*Problem to solve*.
Please print only the top portion of the entries below, ending with the line that contains "box: [315, 346, 458, 737]", exactly as written.

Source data
******************************
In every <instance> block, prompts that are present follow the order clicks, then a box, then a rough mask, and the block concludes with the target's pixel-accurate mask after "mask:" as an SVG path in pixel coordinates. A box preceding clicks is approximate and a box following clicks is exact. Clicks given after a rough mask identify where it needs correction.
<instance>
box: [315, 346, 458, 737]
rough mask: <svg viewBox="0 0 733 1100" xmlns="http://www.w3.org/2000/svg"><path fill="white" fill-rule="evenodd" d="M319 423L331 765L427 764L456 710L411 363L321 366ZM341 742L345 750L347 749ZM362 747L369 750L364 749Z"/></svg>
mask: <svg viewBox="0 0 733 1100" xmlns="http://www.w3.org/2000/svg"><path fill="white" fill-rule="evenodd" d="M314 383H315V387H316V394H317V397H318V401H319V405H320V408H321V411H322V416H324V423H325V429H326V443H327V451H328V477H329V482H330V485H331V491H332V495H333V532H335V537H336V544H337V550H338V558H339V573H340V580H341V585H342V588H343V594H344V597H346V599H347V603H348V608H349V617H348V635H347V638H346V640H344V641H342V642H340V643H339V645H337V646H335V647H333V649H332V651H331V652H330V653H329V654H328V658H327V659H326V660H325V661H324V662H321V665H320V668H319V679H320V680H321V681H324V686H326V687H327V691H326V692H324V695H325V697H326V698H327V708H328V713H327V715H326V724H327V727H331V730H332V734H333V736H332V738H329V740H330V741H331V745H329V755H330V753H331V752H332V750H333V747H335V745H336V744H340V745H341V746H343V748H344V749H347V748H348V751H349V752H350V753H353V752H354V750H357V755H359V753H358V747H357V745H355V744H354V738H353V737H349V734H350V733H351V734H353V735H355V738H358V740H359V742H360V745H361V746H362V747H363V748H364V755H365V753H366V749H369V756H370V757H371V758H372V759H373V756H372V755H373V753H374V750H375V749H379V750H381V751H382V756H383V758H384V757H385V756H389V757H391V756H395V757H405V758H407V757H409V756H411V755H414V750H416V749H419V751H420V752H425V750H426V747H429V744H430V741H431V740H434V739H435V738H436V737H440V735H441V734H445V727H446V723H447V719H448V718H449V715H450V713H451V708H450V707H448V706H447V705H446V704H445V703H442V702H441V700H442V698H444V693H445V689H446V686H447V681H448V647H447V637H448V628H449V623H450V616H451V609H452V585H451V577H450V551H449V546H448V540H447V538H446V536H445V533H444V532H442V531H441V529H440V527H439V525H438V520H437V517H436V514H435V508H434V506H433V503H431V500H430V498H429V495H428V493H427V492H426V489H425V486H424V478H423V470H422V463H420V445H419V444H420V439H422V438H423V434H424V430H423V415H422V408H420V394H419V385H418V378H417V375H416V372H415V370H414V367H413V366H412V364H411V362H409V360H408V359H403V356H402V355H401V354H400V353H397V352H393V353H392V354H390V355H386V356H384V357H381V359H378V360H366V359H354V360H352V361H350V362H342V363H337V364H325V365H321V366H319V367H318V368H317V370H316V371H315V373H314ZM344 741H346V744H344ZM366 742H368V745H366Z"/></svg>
******************************
*Result*.
In every <instance> block, prompts that are present follow the order clicks, then a box, then a rough mask, and the block concludes with the target's pixel-accurate mask after "mask:" as an SVG path in pixel coordinates. A box preceding clicks is approximate and a box following clicks is exact. Clicks given after a rough mask identify where it needs correction.
<instance>
box: [315, 346, 458, 737]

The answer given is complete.